> _Requirement_
Please copy out each of the items below line for line, keeping every character unchanged.

> _Supplied records_
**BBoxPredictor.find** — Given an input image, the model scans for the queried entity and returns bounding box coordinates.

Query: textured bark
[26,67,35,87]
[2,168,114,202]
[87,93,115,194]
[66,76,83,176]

> _Solution for this problem_
**BBoxPredictor.find** — Given an input image, the model scans for the queried entity and returns bounding box coordinates.

Query: textured bark
[26,67,35,87]
[2,168,114,202]
[87,93,115,194]
[66,76,83,176]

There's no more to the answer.